The Greek Syndrome

How much is enough, or how much is not enough? This is the question…

The Greek drama evolves before our eyes like a slow motion train crash. On the one hand, there are the irrational expectations of the foreigners – be it the Eurozone finance ministers or the IMF, the private banks, driven by reckless greed in the past while borrowing too much and too easy, or certain opinion-influential media – which would like the Greek austerity measures to go yet further. On the other hand, there is a brave and responsibly acting new government of Greece, which seems to be pushing its society to the limits. How far can one go to this end?

I’m afraid there is no more room for further cuts of public expenditures. Enough is enough. Imposing the budgetary cuts the government is cutting the branch upon which it is sitting. The fifth consecutive year of recession has eroded the tax basis significantly and the fiscal revenue, instead of growing, can only shrink further, even taking the tax increase into account. Austerity is recessionary, which is now acknowledged even by the IMF. Three years of Greek austerity raised the debt over GDP ratio from 113 to 163 percent. The Greeks are spending less and their debt is higher by a half of their GDP! Such policy doesn’t make much of sense.

Entries supplied ▸
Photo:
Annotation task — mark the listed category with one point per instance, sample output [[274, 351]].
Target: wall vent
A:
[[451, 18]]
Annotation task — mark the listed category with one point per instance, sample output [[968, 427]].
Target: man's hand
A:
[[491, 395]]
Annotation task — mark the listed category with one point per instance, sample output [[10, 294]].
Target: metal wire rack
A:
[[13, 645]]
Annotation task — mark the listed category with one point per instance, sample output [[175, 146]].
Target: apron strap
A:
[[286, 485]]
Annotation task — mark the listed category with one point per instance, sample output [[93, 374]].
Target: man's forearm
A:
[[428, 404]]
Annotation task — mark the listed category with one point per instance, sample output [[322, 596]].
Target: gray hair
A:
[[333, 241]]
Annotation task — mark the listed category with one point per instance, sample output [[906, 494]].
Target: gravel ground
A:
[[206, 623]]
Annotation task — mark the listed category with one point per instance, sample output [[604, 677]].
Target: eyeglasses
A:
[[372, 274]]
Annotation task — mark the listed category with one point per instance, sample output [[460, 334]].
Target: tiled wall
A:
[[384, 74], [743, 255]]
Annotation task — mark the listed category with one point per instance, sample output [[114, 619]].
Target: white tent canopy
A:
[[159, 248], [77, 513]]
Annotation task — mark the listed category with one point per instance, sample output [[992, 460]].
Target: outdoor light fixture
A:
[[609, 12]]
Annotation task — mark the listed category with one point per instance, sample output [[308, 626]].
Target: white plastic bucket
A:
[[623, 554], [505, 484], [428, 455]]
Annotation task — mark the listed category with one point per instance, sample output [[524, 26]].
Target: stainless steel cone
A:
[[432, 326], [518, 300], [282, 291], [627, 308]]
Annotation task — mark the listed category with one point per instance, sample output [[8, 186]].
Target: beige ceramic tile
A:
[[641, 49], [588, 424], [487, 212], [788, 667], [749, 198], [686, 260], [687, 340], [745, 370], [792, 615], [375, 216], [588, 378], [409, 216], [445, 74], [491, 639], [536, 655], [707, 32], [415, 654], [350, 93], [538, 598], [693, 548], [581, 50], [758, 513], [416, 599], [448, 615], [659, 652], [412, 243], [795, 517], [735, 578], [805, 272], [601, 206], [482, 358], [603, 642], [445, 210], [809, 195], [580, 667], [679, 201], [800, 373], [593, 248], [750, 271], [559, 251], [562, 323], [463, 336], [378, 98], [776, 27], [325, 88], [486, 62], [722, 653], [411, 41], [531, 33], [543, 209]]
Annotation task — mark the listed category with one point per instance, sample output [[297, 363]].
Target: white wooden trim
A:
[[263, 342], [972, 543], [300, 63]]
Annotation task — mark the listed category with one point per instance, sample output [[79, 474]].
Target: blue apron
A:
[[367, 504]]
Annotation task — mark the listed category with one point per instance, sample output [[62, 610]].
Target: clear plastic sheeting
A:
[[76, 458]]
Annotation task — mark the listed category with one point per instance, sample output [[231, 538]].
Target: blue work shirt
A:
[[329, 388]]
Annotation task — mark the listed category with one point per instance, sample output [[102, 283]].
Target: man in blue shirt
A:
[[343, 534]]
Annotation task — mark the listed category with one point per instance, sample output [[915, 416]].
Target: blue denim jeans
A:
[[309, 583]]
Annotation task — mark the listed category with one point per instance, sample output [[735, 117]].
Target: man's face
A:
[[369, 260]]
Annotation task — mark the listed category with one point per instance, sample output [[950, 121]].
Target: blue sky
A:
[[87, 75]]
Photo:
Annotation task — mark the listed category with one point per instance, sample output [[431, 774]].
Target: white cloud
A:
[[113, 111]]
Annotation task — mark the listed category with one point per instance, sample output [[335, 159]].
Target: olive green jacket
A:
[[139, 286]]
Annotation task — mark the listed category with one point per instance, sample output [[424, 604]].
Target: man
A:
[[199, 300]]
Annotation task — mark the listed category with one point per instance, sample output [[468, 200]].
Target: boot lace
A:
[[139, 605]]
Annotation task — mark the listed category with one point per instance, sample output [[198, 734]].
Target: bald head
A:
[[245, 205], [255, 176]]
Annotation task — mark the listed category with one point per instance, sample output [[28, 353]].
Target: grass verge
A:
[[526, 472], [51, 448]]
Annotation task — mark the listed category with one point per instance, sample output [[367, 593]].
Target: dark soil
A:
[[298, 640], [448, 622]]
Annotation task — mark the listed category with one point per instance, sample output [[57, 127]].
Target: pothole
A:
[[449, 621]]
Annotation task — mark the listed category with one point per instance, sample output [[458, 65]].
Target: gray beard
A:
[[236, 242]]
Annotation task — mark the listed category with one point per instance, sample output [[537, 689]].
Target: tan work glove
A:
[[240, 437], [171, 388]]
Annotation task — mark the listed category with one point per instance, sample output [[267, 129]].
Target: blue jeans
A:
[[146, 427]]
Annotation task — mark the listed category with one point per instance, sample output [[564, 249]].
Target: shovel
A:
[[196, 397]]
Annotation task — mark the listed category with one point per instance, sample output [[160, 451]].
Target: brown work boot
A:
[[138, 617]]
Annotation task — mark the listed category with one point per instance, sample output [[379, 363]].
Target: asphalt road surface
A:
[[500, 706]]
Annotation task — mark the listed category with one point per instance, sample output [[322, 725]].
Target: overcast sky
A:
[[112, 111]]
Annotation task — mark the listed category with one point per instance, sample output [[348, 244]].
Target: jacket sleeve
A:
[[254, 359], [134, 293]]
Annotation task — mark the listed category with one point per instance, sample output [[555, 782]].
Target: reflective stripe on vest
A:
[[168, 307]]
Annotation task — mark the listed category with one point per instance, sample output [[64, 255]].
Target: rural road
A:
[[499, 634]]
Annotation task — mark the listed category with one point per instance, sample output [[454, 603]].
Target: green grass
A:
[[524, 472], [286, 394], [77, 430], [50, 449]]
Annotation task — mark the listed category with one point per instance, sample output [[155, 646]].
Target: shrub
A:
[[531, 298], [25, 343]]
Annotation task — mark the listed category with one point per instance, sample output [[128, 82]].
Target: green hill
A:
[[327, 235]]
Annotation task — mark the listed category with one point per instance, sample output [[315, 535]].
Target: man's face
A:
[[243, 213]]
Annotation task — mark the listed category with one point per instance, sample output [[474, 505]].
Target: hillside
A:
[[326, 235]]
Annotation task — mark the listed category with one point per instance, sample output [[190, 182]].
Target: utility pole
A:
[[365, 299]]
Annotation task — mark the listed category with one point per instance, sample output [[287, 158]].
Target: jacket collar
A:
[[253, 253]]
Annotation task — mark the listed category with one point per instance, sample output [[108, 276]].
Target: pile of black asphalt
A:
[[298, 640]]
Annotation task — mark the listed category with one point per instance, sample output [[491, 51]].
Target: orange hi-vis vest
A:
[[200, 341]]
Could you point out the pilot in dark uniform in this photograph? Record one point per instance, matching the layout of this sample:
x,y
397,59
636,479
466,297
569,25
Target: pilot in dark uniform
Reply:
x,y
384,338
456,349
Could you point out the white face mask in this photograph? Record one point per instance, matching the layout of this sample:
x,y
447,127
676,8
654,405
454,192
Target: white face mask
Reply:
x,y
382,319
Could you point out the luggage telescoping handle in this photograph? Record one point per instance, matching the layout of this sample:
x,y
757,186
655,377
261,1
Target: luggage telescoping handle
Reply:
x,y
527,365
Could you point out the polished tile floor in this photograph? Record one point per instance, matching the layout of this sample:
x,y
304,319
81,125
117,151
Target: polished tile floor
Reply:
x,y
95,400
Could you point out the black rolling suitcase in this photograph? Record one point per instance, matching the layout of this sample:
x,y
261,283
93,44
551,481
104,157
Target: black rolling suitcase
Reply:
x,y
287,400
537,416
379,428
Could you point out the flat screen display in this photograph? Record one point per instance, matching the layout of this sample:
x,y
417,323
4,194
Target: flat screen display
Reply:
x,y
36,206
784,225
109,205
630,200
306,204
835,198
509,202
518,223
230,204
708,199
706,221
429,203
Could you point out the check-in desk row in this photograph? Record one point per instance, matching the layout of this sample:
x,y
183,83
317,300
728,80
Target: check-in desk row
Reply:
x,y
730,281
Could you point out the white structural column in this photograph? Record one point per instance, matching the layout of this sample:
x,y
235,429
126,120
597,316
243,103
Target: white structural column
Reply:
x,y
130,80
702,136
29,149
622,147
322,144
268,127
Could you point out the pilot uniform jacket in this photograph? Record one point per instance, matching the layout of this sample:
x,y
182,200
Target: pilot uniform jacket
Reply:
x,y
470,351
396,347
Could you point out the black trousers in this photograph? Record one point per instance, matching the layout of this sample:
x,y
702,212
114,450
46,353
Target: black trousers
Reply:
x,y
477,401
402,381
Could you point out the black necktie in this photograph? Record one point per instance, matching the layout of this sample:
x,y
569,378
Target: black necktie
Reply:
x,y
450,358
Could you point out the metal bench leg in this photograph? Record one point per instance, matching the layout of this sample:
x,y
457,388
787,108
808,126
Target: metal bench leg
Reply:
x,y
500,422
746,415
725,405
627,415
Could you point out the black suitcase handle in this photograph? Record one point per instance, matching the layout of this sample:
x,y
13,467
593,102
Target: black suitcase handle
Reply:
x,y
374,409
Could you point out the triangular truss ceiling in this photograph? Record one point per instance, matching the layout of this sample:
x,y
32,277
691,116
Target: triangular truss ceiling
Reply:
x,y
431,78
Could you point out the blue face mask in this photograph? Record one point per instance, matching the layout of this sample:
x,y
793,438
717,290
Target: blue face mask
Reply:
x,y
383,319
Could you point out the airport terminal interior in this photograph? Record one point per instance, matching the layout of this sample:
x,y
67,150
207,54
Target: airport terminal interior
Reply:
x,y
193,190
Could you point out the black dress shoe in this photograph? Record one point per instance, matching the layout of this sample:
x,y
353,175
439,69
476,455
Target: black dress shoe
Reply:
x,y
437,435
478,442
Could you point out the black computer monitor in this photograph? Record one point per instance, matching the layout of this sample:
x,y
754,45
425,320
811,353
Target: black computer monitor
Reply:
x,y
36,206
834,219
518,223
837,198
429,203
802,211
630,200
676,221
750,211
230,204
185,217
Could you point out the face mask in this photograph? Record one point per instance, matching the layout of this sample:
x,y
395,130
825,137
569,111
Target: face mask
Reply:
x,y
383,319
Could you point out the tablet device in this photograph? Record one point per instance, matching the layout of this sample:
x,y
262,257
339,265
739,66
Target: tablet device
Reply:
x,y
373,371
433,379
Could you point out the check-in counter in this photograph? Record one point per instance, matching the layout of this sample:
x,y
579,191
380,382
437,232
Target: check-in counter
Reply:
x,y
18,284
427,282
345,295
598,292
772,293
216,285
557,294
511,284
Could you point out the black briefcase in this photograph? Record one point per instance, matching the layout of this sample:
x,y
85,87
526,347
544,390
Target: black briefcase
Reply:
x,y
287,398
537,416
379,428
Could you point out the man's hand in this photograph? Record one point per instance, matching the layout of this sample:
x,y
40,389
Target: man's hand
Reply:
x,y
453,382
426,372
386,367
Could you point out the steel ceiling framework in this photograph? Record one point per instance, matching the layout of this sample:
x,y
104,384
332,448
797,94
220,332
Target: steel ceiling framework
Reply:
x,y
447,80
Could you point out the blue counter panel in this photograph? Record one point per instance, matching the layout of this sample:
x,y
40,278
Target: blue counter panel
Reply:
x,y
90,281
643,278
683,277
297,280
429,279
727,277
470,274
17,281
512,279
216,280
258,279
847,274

Tasks to carry out ▸
**a)** In the text on Greek austerity, does each statement agree with it? Answer yes or no for each and quote the deciding words. (i) Three years of austerity raised Greece's debt over GDP ratio from 113 to 163 percent. (ii) The IMF denies that austerity is recessionary. (iii) Greece is in its third consecutive year of recession.
**b)** How does the text on Greek austerity describe the new government of Greece?
**c)** Continue the text on Greek austerity from its last sentence.

Expected responses ▸
**a)**
(i) Yes: "Three years of Greek austerity raised the debt over GDP ratio from 113 to 163 percent."
(ii) No: "Austerity is recessionary, which is now acknowledged even by the IMF."
(iii) No: "The fifth consecutive year of recession has eroded the tax basis significantly"

**b)** It calls it a brave and responsibly acting government that seems to be pushing its society to the limits.

**c)**
As a consequence the rate of unemployment is one of the highest in the world among industrialized countries and stands at 21 percent, with a staggering 48 percent of young people out of work. Expecting that they will be watching TV, and not demonstrating and fighting in the streets is extremely naïve. The homelessness has jumped over the last three years by 25 percent. Furthermore, close to 28 percent of the population is on the brink of social exclusion…

Thus, expecting that the Greeks will tighten their belts more and more is unrealistic. One should not push the people beyond the limit of their tolerance. Such pressure is not a policy. This is stupidity. If one wants to have “the Greek Spring” – and, later, “the European Spring”, why not? – one can continue an illusion that people of a great nation are so unwise that they will starve to pay an exorbitant debt to the foreign creditors forever. It must be stressed that a lion share of public debt results not from the fact that indeed the Greeks were living beyond their own means for quite long, but from speculatively high interest rates imposed on refinancing credits. Therefore a plan – or rather a fiction – that the Greek debt from a current 160 percent of GDP will be brought down to 120 percent by 2020 is another sign of a lack of pragmatism. Even if it would happen (and it won’t), such financial burden would remain unmanageable.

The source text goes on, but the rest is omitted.